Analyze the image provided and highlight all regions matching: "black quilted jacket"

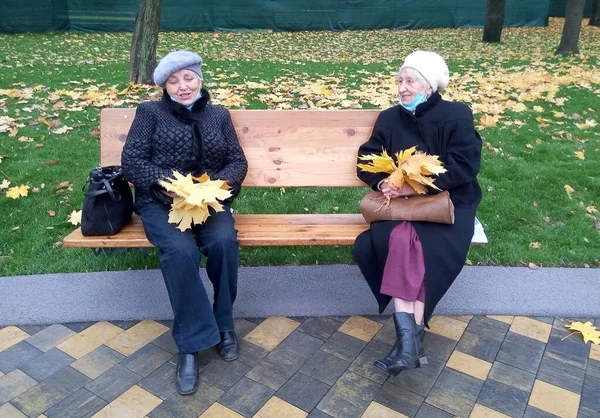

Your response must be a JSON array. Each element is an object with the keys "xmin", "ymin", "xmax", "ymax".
[{"xmin": 121, "ymin": 91, "xmax": 248, "ymax": 209}]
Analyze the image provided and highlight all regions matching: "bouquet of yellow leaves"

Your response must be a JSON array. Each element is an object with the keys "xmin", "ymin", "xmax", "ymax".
[
  {"xmin": 158, "ymin": 171, "xmax": 231, "ymax": 231},
  {"xmin": 358, "ymin": 147, "xmax": 447, "ymax": 194}
]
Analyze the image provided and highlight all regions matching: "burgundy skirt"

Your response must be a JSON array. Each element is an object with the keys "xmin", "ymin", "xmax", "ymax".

_ _ _

● What the exercise asks
Retype every line of the data above word for word, leaving out the pictures.

● Answer to the problem
Analyze the image provided and highlight all regions matching: "black quilted jacket"


Your response must be a JSON array. Each element is an object with the keys "xmin", "ymin", "xmax", "ymax".
[{"xmin": 121, "ymin": 91, "xmax": 248, "ymax": 209}]
Analyze the image provided and highlight all regions matching: "bouquet of yellow leaves"

Your response must be a JSON array. Each element is an object with the keys "xmin", "ymin", "xmax", "ymax".
[
  {"xmin": 158, "ymin": 171, "xmax": 231, "ymax": 231},
  {"xmin": 358, "ymin": 147, "xmax": 447, "ymax": 194}
]
Analyze the image provided and highlight all regions matching: "burgundy skirt"

Your response must be a JSON array. Each element is an object with the keys "xmin", "ymin", "xmax", "ymax".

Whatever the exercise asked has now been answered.